## Exercise objective
A verbatim reproduction of all the entries is needed.

BEGIN

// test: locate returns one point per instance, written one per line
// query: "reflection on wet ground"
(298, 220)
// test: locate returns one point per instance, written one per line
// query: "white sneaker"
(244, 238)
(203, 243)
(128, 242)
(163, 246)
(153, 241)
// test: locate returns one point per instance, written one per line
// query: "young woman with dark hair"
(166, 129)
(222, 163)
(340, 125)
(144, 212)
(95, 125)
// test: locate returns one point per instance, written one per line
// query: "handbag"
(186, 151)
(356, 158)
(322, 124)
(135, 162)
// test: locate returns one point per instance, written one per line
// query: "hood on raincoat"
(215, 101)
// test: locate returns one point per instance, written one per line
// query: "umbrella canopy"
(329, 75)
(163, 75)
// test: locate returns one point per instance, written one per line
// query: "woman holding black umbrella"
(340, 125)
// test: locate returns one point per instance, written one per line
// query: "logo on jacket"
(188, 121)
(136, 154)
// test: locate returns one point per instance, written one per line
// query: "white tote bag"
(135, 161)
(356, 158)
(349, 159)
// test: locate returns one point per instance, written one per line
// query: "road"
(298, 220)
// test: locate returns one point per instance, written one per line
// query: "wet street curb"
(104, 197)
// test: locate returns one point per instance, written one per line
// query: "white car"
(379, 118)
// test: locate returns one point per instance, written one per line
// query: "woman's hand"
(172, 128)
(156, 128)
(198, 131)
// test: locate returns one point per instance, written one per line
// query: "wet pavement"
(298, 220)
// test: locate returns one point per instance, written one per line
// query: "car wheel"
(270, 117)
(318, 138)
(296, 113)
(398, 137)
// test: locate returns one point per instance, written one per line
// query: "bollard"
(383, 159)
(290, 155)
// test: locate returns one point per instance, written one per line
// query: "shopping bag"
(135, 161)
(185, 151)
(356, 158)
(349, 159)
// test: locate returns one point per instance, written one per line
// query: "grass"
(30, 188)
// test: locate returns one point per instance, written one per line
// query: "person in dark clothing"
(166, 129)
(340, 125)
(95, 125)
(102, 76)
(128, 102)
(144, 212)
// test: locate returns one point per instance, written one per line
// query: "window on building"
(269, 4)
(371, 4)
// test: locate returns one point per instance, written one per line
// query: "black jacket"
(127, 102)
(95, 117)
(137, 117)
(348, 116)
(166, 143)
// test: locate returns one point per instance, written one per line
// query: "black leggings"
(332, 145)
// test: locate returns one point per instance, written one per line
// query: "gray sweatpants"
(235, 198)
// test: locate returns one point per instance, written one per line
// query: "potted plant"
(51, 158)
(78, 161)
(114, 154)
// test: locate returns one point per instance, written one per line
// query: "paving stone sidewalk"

END

## Solved exercise
// test: locate returns one point per instance, written one per line
// query: "reflection on wet ground"
(298, 220)
// test: locate returns one point per instance, written one per line
// query: "white sneaker"
(244, 238)
(203, 243)
(128, 242)
(163, 246)
(153, 241)
// test: locate returns one point per instance, written one per line
// query: "young woman with dark hair"
(166, 129)
(222, 163)
(340, 125)
(144, 212)
(95, 125)
// test: locate returns one point per instance, written one per line
// query: "handbag"
(186, 151)
(356, 158)
(322, 124)
(135, 162)
// test: locate returns one point per instance, written one per line
// query: "hood on raincoat"
(215, 101)
// test: locate returns one point per instance, written one per line
// query: "umbrella canopy"
(329, 75)
(163, 75)
// test: locate returns one point per instance, written one per line
// query: "woman holding black umbrella"
(340, 125)
// test: locate returns one point per instance, written one per line
// query: "logo on jacket"
(188, 121)
(136, 154)
// test: locate returns one point per instance, written one per line
// query: "white tote bag"
(135, 161)
(356, 158)
(349, 159)
// test: locate returns one point per instance, written one per line
// query: "road"
(298, 220)
// test: locate returns one point per instance, written one per line
// query: "wet street curb"
(104, 197)
// test: locate returns one point per instance, written one per line
// query: "white car"
(379, 118)
// test: locate returns one point per instance, written one per line
// query: "woman's hand"
(172, 128)
(156, 128)
(198, 131)
// test: locate returns one point per instance, written one per line
// query: "wet pavement"
(298, 220)
// test: locate returns one point per instance, written one per line
// query: "car wheel"
(270, 117)
(318, 138)
(296, 113)
(398, 137)
// test: locate returns one point per instance, written one per line
// query: "bollard"
(383, 159)
(290, 155)
// test: locate returns one point per instance, written one per line
// query: "shopping bag"
(135, 161)
(185, 151)
(356, 158)
(349, 159)
// test: locate returns one point per instance, written one per line
// query: "grass"
(30, 188)
// test: locate returns one point per instance, written one per line
// query: "person in dark clothing"
(166, 129)
(340, 125)
(95, 125)
(102, 76)
(128, 102)
(144, 212)
// test: locate returns one point per instance, written one per line
// query: "window on building"
(269, 4)
(371, 4)
// test: locate returns one point per instance, written one per line
// query: "black jacket"
(127, 102)
(95, 117)
(137, 117)
(348, 116)
(166, 143)
// test: locate returns one point per instance, written one per line
// query: "black leggings"
(332, 145)
// test: locate returns one point per instance, written one per line
// query: "gray sweatpants"
(235, 198)
// test: locate returns one point per instance, written one per line
// query: "potted plant"
(51, 158)
(78, 161)
(114, 154)
// test: locate returns one point per instance, written one per line
// query: "paving stone sidewalk"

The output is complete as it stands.